↓↓↓

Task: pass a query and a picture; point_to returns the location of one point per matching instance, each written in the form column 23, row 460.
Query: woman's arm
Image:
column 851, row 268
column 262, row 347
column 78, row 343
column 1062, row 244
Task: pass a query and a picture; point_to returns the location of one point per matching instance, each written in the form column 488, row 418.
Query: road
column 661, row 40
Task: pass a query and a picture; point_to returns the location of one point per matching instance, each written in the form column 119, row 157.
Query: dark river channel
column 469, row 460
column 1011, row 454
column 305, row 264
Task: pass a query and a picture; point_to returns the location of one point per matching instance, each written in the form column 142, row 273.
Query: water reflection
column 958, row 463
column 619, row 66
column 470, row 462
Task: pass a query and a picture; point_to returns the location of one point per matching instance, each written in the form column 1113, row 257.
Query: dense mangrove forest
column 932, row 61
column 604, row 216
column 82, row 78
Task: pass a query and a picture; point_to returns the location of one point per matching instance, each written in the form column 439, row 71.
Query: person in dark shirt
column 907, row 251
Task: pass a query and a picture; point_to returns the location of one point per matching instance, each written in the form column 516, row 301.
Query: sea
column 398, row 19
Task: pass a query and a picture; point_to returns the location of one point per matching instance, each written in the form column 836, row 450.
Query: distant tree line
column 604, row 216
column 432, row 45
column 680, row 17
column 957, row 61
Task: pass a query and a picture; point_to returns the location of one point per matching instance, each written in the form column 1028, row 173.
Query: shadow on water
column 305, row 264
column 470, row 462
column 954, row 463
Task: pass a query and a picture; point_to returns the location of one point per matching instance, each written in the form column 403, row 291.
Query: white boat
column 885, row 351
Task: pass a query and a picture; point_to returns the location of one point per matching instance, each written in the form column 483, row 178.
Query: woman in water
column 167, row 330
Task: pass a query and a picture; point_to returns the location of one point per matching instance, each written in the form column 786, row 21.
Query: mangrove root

↑↑↑

Stated goal — Please copy out the records above word for word, starting at the line that contains "119, row 157." and stopping after the line that contains "column 907, row 251".

The answer —
Task: pass a query and a picture; point_to returns the location of one point per matching instance, each written in the form column 119, row 157.
Query: dark river channel
column 469, row 460
column 1011, row 454
column 305, row 264
Task: pass a query and a picture; point_to returns the location of one point per matching instance, each written in the form column 142, row 273.
Query: water reflection
column 958, row 463
column 619, row 66
column 470, row 462
Task: pass a query and a picture; point_to returns the location of one point per matching instance, each written in the form column 1113, row 257.
Query: dense mangrove forest
column 932, row 61
column 604, row 216
column 82, row 78
Task: pass a query and a picture; point_to returns the location of one point per matching instance, each written in the form column 439, row 71.
Query: person in dark shirt
column 907, row 251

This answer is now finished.